Quote the entries below word for word, from their beginning up to and including the line with "positive clicks: (276, 301)". Leave the pictures out.

........

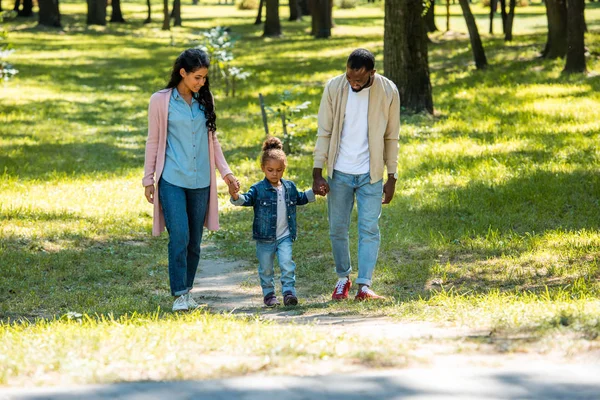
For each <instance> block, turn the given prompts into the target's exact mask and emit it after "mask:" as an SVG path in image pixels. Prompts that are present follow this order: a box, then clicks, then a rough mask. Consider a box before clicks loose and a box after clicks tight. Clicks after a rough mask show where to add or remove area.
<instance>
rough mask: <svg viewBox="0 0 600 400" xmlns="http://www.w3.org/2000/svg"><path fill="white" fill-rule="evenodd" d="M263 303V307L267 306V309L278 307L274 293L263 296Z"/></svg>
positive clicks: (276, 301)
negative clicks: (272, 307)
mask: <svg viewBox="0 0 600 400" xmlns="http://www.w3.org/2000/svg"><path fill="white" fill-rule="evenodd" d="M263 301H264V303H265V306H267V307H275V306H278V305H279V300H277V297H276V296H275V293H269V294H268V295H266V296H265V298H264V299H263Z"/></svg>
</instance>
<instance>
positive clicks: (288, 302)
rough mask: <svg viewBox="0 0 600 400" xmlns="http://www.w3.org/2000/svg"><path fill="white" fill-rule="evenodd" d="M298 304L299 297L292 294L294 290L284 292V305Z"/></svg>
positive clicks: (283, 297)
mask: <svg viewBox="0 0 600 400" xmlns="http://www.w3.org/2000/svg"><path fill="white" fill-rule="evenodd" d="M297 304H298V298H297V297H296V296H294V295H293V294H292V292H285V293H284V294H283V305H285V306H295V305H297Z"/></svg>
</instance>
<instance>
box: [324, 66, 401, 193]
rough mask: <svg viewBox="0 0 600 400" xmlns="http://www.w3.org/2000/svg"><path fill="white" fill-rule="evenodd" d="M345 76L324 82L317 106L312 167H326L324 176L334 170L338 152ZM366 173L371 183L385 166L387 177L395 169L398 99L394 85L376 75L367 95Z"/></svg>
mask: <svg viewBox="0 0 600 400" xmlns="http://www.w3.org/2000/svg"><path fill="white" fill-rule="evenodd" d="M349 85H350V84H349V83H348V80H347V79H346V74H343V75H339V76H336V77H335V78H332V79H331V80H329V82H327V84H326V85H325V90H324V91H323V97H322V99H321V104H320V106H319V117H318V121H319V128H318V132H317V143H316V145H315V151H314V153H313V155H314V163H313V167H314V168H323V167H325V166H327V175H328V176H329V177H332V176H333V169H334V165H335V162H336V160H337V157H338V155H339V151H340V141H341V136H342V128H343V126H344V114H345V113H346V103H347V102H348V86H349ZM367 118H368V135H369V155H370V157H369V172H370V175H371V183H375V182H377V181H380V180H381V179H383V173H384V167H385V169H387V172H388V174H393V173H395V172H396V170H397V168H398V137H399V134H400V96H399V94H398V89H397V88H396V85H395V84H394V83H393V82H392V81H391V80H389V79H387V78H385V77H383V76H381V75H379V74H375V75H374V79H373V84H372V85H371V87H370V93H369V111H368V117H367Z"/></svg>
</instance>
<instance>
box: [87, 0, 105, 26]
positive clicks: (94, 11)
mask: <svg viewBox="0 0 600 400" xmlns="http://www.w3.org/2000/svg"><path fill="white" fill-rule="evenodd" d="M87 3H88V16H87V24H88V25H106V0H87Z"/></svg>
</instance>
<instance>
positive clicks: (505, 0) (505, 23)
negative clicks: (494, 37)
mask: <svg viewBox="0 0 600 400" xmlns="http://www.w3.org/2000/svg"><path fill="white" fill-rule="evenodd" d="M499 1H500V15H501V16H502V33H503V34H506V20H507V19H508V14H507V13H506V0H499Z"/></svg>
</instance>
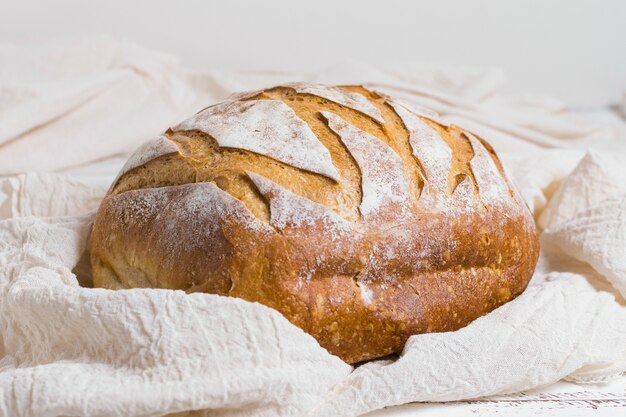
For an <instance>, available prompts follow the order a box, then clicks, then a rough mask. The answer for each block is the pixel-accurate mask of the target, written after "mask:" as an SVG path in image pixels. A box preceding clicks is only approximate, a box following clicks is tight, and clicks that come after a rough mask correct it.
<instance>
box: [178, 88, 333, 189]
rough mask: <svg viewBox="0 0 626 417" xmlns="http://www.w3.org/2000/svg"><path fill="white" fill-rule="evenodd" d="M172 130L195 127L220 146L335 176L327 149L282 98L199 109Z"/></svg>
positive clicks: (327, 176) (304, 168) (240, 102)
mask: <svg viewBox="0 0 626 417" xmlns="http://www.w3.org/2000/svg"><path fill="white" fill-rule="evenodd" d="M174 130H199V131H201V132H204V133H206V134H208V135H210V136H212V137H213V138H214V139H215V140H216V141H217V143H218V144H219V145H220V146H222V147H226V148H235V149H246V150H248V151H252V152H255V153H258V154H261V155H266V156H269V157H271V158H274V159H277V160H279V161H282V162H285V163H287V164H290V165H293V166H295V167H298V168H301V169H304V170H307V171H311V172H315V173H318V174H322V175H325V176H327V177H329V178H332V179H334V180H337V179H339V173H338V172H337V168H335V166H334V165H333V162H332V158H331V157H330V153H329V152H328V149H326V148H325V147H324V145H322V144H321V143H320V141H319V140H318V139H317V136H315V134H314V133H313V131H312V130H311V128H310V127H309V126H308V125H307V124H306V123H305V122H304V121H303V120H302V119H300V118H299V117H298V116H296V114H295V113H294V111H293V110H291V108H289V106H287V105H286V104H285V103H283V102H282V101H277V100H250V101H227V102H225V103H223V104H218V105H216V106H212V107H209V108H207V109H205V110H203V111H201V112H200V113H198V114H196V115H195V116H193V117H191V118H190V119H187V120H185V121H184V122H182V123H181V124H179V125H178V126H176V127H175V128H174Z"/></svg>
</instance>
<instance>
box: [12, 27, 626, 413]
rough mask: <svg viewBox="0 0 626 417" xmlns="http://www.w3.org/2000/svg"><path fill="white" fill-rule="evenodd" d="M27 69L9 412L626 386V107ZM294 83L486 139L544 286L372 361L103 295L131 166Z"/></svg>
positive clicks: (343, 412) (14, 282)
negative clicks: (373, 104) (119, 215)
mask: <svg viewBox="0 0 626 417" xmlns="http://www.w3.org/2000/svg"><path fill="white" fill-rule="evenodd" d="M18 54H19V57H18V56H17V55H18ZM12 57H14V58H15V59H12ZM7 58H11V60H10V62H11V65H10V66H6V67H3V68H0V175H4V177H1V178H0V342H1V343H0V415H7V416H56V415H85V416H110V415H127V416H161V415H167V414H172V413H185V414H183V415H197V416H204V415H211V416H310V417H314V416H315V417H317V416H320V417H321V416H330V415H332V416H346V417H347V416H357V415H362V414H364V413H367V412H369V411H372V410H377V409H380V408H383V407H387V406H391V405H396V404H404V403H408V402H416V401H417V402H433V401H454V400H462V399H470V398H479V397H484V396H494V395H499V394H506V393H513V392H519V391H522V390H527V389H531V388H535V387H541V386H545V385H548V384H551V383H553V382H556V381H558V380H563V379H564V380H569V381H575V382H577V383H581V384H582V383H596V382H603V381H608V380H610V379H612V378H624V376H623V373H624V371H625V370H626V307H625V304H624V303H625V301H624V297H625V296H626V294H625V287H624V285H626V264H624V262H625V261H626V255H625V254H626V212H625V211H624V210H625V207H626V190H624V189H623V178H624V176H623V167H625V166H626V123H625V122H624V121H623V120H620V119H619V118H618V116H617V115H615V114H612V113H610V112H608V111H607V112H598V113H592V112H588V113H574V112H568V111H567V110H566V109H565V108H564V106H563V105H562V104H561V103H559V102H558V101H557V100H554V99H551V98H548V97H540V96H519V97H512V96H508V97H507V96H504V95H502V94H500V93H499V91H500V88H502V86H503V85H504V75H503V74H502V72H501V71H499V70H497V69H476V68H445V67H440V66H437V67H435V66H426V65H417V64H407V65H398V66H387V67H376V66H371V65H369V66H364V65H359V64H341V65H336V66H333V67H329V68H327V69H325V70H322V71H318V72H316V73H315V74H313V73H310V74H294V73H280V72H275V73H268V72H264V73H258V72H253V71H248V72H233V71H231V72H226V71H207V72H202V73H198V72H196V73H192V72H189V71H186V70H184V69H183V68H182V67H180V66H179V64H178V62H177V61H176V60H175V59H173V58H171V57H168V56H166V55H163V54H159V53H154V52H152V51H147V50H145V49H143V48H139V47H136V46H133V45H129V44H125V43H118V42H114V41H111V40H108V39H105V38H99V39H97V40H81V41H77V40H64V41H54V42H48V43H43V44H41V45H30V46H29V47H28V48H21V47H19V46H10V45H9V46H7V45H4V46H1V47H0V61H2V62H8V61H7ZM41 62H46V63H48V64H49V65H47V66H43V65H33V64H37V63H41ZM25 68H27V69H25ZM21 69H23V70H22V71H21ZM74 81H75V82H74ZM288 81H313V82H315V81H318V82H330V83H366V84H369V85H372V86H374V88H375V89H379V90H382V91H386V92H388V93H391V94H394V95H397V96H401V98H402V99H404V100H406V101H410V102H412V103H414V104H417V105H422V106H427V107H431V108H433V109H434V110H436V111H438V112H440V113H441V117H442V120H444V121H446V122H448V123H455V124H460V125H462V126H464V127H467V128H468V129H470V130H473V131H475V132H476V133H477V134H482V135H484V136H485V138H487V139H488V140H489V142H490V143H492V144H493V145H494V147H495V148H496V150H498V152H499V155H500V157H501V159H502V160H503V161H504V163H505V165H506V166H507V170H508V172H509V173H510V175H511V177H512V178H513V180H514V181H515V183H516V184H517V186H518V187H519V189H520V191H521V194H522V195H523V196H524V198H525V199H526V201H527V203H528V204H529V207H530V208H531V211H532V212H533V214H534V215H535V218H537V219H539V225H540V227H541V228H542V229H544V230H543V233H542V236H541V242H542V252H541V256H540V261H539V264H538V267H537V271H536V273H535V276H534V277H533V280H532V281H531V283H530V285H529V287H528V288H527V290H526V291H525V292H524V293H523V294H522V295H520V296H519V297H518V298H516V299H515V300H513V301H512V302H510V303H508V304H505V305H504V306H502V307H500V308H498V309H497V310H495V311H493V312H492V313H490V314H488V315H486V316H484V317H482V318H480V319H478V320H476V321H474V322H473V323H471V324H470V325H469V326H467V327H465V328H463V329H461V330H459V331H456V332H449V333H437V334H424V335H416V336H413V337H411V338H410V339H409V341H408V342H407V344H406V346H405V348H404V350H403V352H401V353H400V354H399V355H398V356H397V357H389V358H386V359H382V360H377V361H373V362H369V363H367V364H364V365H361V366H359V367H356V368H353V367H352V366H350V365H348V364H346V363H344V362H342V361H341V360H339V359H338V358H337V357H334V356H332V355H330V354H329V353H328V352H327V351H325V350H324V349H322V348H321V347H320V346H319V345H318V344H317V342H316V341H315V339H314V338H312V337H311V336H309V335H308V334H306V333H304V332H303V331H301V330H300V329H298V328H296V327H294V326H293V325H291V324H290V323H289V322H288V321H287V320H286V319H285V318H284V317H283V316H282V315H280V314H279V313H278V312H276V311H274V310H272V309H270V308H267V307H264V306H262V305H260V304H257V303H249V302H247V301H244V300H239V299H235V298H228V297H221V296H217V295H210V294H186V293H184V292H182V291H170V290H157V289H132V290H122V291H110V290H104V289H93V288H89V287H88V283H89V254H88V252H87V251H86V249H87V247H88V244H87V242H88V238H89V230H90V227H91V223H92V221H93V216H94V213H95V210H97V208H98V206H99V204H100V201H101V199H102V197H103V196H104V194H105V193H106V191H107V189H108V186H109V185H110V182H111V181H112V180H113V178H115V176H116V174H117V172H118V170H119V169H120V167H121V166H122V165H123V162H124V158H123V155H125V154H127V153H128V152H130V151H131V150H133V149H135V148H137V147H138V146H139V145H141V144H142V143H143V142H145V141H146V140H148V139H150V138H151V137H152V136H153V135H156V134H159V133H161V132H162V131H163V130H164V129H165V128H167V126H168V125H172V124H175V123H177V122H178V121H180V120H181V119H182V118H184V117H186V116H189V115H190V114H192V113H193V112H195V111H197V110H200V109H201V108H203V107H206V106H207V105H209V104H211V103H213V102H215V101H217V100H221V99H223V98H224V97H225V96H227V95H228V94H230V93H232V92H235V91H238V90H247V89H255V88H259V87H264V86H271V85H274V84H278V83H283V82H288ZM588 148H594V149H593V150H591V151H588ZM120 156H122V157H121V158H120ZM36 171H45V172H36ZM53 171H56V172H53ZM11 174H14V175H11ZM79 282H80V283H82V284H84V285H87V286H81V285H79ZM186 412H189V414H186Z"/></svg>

........

> [Exercise solution]:
For each <instance> block, turn the given prompts into the target's exact mask and emit it after "mask:" as an SVG path in image pixels. Prompts that are present follow this order: a box, then clicks, then a rough mask. Consider a box before clicks loose and a box after clicks tight. Clicks after a rough mask show where to add or remove area.
<instance>
rough mask: <svg viewBox="0 0 600 400" xmlns="http://www.w3.org/2000/svg"><path fill="white" fill-rule="evenodd" d="M263 303V307L267 306V309L278 307L274 293L263 296Z"/></svg>
positive clicks: (276, 301)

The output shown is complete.